Requirement A. Revise the PCA text starting at "See this for" and ending at "maximum empirical variance.", putting "weight" in place of "loading".

Source text.
++++++++++++++++++++

For an interactive demo on the same idea see the top answer here:
https://stats.stackexchange.com/questions/2691/making-sense-of-principal-component-analysis-eigenvectors-eigenvalues
Since eigenvectors (of a symmetric matrix like $\pmb X^T \pmb X$)
are orthogonal, they give a new coordinate system
on which the data has the maximum variance on the 1st axis
and the 2nd axis is the orthogonal direction (in which the data varies
less compared to the 1st axis). These are called the principal components (PCs)
of the data $\pmb X$. The idea is that since PC 1 has been chosen to
maximise the variability between the points, it is a good candidate
for the 1-dimensional representation of the original data. We may
reduce the dimension of the data by only storing the points' coordinates
on the 1st PC and ignoring the 2nd PC. We will lose some information, but,
as measured by variance, as little as possible given that we will reduce the dimension.
See this for some interactive play with 2D and 3D PCA:
http://setosa.io/ev/principal-component-analysis/
#### PCA more generally
More generally, when $p>2$, there exist $\min\{p,n\}$ PCs.
The $k$th PC is defined by unit vector $\pmb u_k = (u_{k1},\ldots,u_{kp})^T$,
$\left(||\pmb u_k||_2 = 1\right)$, and the **score** (previously called
"coordinate") of sample $i$ on PC $k$ is
$\textrm{pc}_k(i) = \pmb x_i^T \pmb u_k$.
The coefficient $u_{kj}$ by which the variable $j$ contributes to PC $k$
is called the **loading** of variable $j$ on PC $k$.
PCs have following properties
* PC 1 is the 1-dimensional subspace of $\mathbb{R}^p$ on which the projection
of the rows of data $\pmb X$ have the maximum empirical variance.
* PC $k>1$ is the 1-dimensional subspace of $\mathbb{R}^p$ that is orthogonal
to all PCs 1,...,$k-1$ and on which the projection
of the rows of data $\pmb X$ have the maximum empirical variance among all
the subspaces orthogonal to the previous PCs.
Each PC is a 1-dimensional subspace (line) in the $p$-dimensional
space of all variables. Equivalently it is an image of
a linear combination of all $p$ variables. Suppose that we have a
new sample $\pmb x^*$ measured on the same $p$ variables on which we
have constructed PCs earlier with data matrix $\pmb X$.
We can project this new sample on the existing PCs by the linear mapping
$\textrm{pc}_k(\pmb x^*) = {\pmb x^*}^T \pmb u_k = \sum_{j=1}^p x^*_j u_{kj}$.

++++++++++++++++++++

Requirement B. Return each line of the listing that contains the string "Target", matching case exactly.

++++++++++++++++++++

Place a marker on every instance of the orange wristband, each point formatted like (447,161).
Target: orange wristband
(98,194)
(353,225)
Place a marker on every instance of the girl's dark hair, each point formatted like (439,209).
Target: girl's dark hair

++++++++++++++++++++

Task response A.
See this for some interactive play with 2D and 3D PCA:
http://setosa.io/ev/principal-component-analysis/
#### PCA more generally
More generally, when $p>2$, there exist $\min\{p,n\}$ PCs.
The $k$th PC is defined by unit vector $\pmb u_k = (u_{k1},\ldots,u_{kp})^T$,
$\left(||\pmb u_k||_2 = 1\right)$, and the **score** (previously called
"coordinate") of sample $i$ on PC $k$ is
$\textrm{pc}_k(i) = \pmb x_i^T \pmb u_k$.
The coefficient $u_{kj}$ by which the variable $j$ contributes to PC $k$
is called the **weight** of variable $j$ on PC $k$.
PCs have following properties
* PC 1 is the 1-dimensional subspace of $\mathbb{R}^p$ on which the projection
of the rows of data $\pmb X$ have the maximum empirical variance.

Task response B.
Target: orange wristband
Target: girl's dark hair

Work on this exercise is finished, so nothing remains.